Records drawn from a dataset
========================================================================
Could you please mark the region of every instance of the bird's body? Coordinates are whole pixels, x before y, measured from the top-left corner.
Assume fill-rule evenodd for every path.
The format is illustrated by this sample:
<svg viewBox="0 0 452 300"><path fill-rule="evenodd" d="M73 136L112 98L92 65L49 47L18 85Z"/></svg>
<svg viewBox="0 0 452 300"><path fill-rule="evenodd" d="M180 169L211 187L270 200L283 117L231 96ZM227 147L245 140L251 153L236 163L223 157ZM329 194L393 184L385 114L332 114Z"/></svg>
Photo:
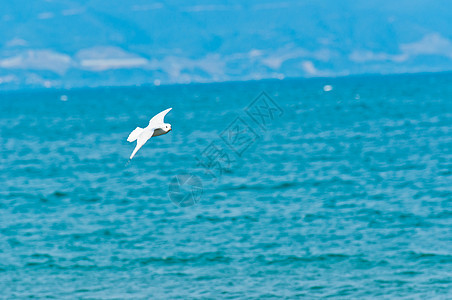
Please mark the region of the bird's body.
========================================================================
■ **WHAT YOU WILL DO**
From the first line above to the last, reproduce the records exactly but without the pictures.

■ **RESPONSE TO THE EXERCISE**
Could you please mark the region of every instance of the bird's body? Coordinates are whole pixels, x before y, measured from the top-left corner.
Assume fill-rule evenodd for every path.
The format is illustrated by this sample:
<svg viewBox="0 0 452 300"><path fill-rule="evenodd" d="M73 136L112 98L92 65L49 47L18 85Z"/></svg>
<svg viewBox="0 0 452 300"><path fill-rule="evenodd" d="M180 169L211 187L270 200L283 117L231 96ZM227 147L245 140L251 153L236 163L223 157ZM329 194L393 184L385 114L332 114Z"/></svg>
Photo:
Please mark the region of the bird's body.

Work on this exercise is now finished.